Convert the lines of these items into a JSON list of strings, one string per line, omitting blank lines and leaving the pictures out.

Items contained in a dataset
[start]

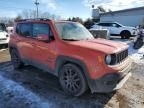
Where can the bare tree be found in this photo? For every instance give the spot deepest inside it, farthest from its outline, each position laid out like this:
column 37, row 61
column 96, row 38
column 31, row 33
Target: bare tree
column 101, row 9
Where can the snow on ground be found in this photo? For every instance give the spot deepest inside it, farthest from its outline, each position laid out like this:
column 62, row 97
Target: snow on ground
column 17, row 95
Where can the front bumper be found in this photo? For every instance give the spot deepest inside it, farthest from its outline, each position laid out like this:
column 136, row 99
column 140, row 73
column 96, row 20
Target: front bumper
column 111, row 82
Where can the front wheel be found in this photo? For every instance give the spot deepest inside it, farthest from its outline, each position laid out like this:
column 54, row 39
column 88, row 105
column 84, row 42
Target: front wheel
column 72, row 80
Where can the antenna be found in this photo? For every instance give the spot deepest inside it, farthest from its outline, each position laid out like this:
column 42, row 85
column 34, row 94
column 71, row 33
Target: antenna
column 37, row 4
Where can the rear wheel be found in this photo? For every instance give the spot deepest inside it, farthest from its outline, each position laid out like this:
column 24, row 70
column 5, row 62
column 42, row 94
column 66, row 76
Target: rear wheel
column 72, row 80
column 15, row 58
column 125, row 34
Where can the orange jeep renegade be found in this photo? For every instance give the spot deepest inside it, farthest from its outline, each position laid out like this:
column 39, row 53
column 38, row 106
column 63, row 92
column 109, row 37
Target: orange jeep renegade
column 68, row 50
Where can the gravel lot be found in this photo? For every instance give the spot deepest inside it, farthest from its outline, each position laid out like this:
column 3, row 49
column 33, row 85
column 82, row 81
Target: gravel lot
column 33, row 88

[end]

Reply
[
  "Where can the bare tree be found in this photo? For every instance give the spot deepest inside it, farthest from its outline, each position laid out like this:",
  "column 37, row 61",
  "column 96, row 38",
  "column 31, row 33",
  "Target: bare tree",
  "column 101, row 9",
  "Where can the snow on ground be found in this photo? For every instance give the spot deepest inside it, farthest from its outline, each position laid out like this:",
  "column 62, row 97",
  "Target: snow on ground",
  "column 17, row 95",
  "Where can the front bumper be found in this photo? For every instance give the spot deepest inside it, farthest from its outline, each position laid out like this:",
  "column 136, row 99",
  "column 140, row 73",
  "column 96, row 20",
  "Target: front bumper",
  "column 111, row 82",
  "Where can the front wheel be found in this photo? For every instance give the spot deepest inside it, farthest from its outline, each position laid out like this:",
  "column 54, row 39",
  "column 88, row 105",
  "column 84, row 42",
  "Target: front wheel",
  "column 72, row 80",
  "Where can the antenna be found in this photo? For every instance give the spot deepest inside it, farthest from its outline, each position laid out like this:",
  "column 42, row 85",
  "column 34, row 94",
  "column 71, row 33",
  "Target: antenna",
  "column 37, row 4",
  "Where can the rear wheel be found in this photo? For every instance give the spot deepest inside it, farthest from its outline, each position laid out like this:",
  "column 24, row 70",
  "column 5, row 62",
  "column 42, row 94",
  "column 66, row 76",
  "Target: rear wheel",
  "column 72, row 80",
  "column 15, row 58",
  "column 125, row 34",
  "Where can the orange jeep renegade be found in this photo? For every instance give the spot deepest inside it, farthest from its outline, each position laid out like this:",
  "column 39, row 53",
  "column 38, row 106",
  "column 63, row 92",
  "column 109, row 37",
  "Target: orange jeep renegade",
  "column 68, row 50",
  "Where can the gravel lot be found in this photo? For every instance give the spot deepest inside it, farthest from its outline, each position laid out like this:",
  "column 3, row 49",
  "column 33, row 85",
  "column 82, row 81",
  "Target: gravel lot",
  "column 33, row 88"
]